◆ Task statement ◆
Pick out every line in the material below that contains the word "blurred", and copy each of those lines in full.

▬▬▬▬▬▬▬▬▬▬

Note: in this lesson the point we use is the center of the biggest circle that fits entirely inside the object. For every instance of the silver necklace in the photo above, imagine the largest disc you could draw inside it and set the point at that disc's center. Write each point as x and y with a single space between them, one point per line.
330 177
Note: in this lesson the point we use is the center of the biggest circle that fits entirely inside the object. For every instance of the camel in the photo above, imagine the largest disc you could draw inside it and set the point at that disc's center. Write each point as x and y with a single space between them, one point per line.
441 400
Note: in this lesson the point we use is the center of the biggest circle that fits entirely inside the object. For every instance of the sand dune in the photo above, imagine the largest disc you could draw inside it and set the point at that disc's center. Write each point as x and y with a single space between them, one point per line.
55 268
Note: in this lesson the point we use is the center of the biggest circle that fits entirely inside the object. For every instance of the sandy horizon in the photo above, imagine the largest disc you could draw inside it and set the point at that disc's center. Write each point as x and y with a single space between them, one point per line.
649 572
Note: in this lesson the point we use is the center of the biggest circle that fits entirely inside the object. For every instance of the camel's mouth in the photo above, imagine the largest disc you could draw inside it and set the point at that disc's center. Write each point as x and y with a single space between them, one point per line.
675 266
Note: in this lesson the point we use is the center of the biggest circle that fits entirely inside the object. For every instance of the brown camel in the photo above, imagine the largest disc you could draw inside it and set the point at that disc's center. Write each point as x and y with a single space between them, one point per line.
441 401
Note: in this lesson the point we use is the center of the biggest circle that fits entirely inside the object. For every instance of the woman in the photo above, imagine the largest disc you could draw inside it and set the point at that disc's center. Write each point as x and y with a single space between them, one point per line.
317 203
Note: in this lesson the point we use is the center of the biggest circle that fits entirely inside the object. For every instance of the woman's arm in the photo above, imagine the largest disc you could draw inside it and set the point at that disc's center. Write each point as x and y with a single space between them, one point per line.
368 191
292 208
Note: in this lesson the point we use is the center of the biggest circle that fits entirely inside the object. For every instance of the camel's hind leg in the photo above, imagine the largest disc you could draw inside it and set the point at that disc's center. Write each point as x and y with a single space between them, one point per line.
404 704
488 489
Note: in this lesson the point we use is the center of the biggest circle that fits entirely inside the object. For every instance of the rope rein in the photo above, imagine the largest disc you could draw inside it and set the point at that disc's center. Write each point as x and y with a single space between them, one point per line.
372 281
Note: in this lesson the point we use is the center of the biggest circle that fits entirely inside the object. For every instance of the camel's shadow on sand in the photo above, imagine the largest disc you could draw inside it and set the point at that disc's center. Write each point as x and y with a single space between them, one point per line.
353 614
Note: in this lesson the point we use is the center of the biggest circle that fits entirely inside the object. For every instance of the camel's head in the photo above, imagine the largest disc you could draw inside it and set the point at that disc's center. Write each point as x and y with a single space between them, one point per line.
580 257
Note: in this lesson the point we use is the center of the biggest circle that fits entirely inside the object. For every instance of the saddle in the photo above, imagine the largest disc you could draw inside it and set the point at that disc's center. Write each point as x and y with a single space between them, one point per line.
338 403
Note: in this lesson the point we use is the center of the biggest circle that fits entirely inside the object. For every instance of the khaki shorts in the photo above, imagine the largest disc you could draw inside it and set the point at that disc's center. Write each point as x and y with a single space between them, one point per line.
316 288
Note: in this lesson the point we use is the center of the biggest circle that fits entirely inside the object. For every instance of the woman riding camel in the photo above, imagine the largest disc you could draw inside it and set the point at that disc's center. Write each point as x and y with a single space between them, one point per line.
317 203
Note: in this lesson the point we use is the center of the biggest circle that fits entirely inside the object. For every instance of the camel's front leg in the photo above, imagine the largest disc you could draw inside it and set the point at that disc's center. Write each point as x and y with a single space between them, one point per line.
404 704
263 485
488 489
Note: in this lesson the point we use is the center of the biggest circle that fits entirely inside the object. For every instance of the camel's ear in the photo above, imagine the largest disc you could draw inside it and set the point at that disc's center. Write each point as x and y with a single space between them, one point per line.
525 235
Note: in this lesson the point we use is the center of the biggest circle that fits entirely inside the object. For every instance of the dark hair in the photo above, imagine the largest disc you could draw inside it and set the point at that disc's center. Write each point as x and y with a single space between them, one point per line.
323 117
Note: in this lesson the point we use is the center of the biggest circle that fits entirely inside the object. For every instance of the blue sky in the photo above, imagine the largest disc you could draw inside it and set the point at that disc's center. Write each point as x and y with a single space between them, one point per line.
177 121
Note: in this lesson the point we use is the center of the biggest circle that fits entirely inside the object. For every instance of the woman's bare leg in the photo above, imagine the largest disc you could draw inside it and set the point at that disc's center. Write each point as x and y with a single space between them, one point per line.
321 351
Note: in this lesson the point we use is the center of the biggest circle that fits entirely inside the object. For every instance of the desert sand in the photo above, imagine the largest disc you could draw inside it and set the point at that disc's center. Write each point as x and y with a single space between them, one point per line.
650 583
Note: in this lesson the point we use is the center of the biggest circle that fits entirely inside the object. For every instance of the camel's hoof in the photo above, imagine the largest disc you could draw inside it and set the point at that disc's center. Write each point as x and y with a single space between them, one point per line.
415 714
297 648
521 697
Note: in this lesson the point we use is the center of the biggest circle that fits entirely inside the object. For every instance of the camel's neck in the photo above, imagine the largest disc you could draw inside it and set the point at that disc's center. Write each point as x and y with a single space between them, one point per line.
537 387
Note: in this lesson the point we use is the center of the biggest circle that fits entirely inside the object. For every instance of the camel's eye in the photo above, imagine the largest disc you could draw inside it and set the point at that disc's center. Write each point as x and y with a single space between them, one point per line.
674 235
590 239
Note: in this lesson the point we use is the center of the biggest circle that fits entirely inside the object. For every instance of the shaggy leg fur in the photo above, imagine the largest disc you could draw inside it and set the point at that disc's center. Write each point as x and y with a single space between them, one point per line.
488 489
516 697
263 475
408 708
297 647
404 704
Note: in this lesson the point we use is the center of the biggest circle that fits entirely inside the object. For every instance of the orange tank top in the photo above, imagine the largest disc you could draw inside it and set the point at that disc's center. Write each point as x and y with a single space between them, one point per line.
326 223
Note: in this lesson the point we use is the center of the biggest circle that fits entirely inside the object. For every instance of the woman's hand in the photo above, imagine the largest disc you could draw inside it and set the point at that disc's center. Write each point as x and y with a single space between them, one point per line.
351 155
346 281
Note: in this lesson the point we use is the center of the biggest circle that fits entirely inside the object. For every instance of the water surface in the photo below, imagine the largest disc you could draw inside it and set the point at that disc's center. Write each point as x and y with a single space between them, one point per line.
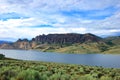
103 60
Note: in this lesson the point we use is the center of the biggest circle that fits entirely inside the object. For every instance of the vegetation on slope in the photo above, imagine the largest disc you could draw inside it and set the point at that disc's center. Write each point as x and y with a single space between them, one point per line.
28 70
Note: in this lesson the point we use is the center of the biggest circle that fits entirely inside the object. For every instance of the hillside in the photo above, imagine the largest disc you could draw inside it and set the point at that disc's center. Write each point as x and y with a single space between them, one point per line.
68 43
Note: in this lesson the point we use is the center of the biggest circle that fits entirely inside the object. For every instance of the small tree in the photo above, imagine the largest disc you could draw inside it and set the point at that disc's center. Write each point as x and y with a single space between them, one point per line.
2 56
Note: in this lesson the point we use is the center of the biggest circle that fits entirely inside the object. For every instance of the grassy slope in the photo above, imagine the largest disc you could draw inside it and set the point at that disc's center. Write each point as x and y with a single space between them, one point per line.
29 70
81 48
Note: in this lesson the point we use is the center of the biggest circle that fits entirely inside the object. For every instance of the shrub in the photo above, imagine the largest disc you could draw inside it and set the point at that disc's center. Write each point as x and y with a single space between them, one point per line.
2 56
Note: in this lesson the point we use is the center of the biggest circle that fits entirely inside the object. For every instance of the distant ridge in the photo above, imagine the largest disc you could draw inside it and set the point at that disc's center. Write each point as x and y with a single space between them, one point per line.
67 38
68 43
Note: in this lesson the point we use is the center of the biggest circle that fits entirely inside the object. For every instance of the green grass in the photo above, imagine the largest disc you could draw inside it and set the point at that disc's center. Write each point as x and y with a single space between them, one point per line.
30 70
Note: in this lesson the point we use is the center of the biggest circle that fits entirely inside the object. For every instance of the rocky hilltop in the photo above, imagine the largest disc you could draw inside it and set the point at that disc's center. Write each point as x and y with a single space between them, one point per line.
68 43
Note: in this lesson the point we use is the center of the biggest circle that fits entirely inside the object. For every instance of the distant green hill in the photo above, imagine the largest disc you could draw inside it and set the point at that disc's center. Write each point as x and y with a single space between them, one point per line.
69 43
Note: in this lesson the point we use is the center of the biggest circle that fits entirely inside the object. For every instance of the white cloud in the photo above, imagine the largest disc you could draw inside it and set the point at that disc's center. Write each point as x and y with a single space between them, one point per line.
48 12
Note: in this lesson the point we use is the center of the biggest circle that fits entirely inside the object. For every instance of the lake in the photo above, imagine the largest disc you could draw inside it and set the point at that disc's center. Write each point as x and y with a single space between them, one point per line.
104 60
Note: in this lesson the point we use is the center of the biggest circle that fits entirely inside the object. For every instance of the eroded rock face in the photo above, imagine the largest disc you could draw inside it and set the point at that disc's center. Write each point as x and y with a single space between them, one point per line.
70 38
20 44
6 46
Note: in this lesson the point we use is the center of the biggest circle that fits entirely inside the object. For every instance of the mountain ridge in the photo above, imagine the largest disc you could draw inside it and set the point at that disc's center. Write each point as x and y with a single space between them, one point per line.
68 43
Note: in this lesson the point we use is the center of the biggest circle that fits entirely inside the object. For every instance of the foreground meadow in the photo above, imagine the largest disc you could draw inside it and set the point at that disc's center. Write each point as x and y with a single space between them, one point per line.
30 70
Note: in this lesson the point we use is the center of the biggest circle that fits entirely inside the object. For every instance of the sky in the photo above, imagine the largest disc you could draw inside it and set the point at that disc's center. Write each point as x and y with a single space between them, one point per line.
29 18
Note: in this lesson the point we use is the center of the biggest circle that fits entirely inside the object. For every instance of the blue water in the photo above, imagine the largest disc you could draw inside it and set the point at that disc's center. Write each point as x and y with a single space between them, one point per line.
104 60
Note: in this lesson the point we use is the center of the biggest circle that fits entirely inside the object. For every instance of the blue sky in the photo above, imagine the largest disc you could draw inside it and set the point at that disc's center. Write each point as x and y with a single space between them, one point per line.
29 18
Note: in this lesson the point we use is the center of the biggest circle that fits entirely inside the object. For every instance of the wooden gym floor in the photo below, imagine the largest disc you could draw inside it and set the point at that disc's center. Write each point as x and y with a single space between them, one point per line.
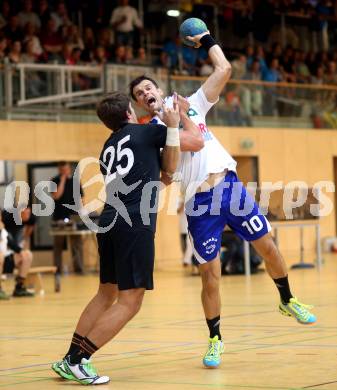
162 347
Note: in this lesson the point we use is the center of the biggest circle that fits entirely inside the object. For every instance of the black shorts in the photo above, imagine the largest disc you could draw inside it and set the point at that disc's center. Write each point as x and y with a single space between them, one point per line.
127 257
9 264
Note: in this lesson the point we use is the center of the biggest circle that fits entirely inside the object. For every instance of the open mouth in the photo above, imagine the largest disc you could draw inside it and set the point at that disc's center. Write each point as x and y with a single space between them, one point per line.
151 102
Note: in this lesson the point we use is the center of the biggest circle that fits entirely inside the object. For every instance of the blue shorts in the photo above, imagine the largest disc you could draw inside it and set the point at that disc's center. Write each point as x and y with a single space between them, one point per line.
230 204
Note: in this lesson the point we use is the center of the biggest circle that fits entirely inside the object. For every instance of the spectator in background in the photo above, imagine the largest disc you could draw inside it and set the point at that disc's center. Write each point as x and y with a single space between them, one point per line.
35 86
28 16
51 41
65 195
14 54
73 37
5 14
17 254
239 67
273 73
12 30
319 76
100 56
129 58
3 49
251 95
120 54
124 19
44 13
331 73
142 57
171 54
30 35
301 68
60 16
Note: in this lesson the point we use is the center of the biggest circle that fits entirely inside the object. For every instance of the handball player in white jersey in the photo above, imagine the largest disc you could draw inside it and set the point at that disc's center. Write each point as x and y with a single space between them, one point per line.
208 176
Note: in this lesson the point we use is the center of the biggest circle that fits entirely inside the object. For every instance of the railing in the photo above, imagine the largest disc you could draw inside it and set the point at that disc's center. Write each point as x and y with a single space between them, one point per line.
70 93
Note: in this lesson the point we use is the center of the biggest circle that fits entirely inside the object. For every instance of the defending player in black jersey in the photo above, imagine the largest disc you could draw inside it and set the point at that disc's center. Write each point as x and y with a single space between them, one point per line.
130 163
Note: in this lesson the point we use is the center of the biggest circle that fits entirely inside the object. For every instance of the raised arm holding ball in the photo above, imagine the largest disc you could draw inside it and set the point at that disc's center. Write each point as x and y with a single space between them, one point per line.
208 178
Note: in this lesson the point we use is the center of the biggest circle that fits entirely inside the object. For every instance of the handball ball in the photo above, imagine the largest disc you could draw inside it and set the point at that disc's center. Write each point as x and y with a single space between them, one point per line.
191 27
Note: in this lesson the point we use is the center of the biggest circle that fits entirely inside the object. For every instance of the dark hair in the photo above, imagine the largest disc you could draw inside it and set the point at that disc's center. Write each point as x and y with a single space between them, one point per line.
112 110
137 81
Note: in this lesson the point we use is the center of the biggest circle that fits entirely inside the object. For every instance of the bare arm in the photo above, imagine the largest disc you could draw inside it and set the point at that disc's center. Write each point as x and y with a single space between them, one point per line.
191 139
171 152
60 188
215 83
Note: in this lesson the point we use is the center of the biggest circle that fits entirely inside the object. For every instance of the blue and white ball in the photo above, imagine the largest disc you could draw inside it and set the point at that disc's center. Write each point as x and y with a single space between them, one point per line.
191 27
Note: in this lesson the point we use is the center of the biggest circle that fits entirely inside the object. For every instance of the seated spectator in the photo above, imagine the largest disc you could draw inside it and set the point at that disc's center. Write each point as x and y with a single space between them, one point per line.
51 41
13 241
100 56
44 13
30 35
60 16
319 76
331 74
301 68
14 54
239 67
28 16
142 57
120 54
5 14
170 54
273 73
129 58
124 19
189 57
12 30
35 86
73 37
251 95
3 49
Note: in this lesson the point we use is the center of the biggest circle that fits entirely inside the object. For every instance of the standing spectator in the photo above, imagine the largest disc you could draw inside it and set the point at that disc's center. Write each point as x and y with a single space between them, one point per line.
60 16
44 13
123 20
5 14
30 35
12 30
28 16
65 195
51 41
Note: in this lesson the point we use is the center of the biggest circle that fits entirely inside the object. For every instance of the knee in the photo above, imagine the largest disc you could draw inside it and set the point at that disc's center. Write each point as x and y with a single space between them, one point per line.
211 279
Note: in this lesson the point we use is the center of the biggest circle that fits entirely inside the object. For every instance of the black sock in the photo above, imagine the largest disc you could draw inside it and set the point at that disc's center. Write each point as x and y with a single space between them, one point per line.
214 327
20 281
282 285
86 349
75 344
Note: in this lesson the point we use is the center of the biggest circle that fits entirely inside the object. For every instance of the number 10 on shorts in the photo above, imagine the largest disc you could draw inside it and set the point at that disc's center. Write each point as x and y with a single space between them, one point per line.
253 225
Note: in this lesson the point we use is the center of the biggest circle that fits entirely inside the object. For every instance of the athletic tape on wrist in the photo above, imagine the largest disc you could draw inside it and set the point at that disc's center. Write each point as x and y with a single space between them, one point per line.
172 137
207 41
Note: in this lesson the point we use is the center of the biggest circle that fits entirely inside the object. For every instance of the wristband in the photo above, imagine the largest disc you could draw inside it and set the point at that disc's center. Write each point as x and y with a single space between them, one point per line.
172 136
207 41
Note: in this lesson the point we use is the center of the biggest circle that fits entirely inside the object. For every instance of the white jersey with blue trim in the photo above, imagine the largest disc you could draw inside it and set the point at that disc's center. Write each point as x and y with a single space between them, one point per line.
195 167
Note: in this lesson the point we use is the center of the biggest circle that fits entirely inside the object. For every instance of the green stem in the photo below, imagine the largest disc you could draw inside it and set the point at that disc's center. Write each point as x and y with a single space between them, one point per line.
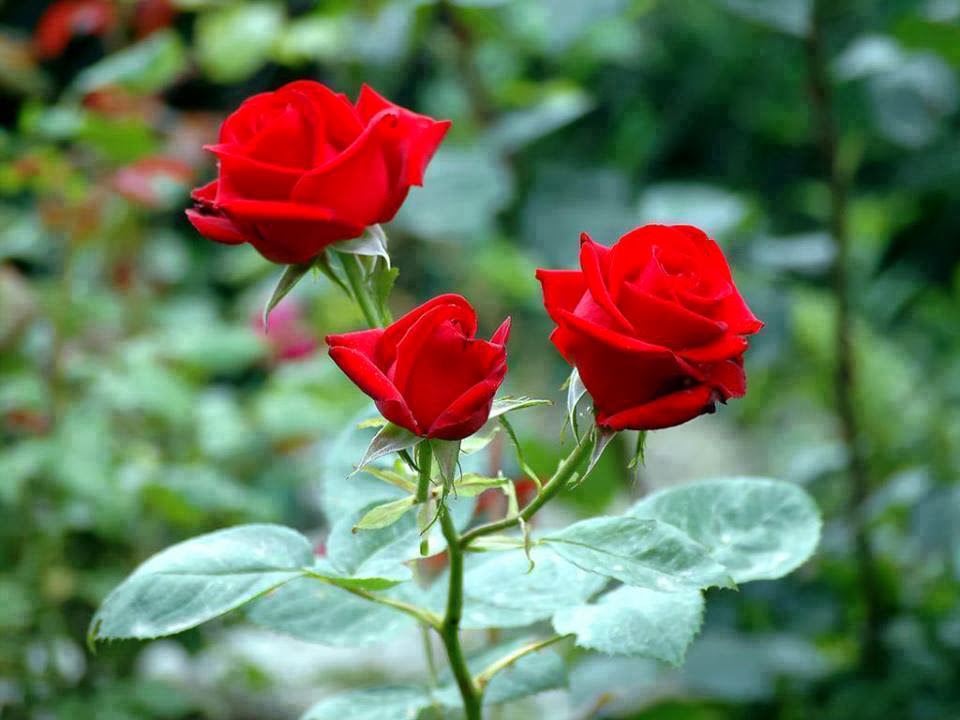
421 614
450 628
484 678
872 652
425 464
559 480
361 293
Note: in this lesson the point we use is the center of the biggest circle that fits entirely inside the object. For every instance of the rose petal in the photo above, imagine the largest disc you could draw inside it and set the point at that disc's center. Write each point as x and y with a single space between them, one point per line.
355 183
218 228
387 352
662 322
470 411
596 284
562 289
502 333
374 383
667 411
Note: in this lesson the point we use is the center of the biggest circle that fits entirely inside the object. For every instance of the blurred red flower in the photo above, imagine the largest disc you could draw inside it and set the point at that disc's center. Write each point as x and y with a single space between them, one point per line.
66 19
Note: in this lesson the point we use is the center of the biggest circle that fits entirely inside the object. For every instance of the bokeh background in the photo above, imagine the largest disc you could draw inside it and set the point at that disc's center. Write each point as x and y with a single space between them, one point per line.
140 402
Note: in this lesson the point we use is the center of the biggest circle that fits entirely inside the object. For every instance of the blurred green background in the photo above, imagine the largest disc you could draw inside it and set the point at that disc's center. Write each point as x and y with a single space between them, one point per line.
140 404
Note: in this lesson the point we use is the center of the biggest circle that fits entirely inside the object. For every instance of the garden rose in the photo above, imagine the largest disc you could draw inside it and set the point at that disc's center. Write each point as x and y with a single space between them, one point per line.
302 167
654 325
427 372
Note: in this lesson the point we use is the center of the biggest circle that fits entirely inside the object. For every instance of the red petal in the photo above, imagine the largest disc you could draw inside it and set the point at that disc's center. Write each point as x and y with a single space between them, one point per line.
666 323
387 354
374 383
217 227
502 333
355 183
596 283
470 411
667 411
562 289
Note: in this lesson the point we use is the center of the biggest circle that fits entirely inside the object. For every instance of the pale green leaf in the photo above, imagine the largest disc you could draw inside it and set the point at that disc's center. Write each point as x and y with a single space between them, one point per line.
534 673
501 590
381 516
234 42
644 553
144 67
759 529
372 243
503 405
312 610
391 438
636 621
292 274
200 579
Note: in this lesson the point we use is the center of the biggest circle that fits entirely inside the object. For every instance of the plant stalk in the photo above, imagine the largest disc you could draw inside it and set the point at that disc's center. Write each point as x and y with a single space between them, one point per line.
361 293
553 486
450 628
845 371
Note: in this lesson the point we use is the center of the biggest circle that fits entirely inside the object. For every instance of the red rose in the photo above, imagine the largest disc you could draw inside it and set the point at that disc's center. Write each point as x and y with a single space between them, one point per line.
654 325
427 372
66 19
302 167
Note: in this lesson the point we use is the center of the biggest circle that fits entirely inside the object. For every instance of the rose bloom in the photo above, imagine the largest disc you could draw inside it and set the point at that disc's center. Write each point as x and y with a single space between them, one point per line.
427 371
654 325
66 19
303 167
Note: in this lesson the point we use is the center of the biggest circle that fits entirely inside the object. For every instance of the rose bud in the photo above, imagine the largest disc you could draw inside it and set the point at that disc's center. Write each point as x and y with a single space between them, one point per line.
654 325
302 167
427 372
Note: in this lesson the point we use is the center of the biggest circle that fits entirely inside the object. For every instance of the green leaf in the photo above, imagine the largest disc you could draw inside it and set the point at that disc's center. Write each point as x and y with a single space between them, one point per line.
447 455
500 589
373 243
479 441
396 477
312 610
534 673
516 129
602 436
644 553
636 621
473 484
639 453
375 558
518 449
759 529
200 579
384 515
391 438
144 67
576 391
503 405
234 42
789 16
292 274
386 703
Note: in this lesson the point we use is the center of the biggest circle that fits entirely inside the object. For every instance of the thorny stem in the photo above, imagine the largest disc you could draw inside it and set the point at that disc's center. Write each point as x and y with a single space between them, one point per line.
556 483
845 377
484 678
361 293
450 628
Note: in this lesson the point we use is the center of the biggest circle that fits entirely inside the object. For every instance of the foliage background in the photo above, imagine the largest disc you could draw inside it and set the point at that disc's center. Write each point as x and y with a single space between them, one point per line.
140 404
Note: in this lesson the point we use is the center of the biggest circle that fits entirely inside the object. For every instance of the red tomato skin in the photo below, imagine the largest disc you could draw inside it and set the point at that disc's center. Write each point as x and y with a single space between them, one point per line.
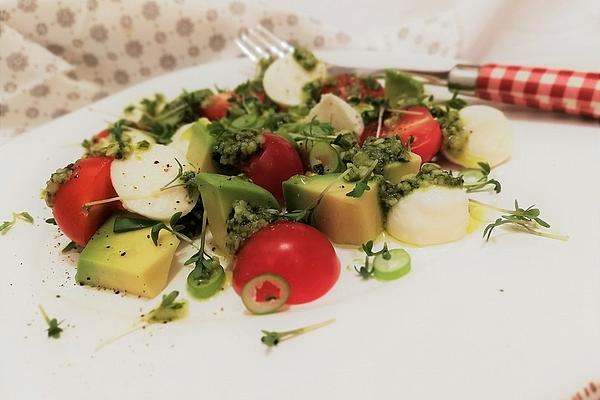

▬▬▬▬▬▬▬▬▬▬

◆ Task solution ◆
Note: in this lesson the point we use is the center of the biggest circle that fits entirely inside the object. For every instance of the blurred red flower in the photo above, imagine the largest disc you could draw inside it and set the point at that disc's center. Write each point as x and y with a single space between them, one point per line.
Note: in this lesson the point we use is the center of the biggest circle that fits entirely inside the object. For every instance of the blurred green background in the photo above, imagine the largest disc you could draw inside it and set the point at that disc's center. Write each point as x and y with a single space between them, one point per line.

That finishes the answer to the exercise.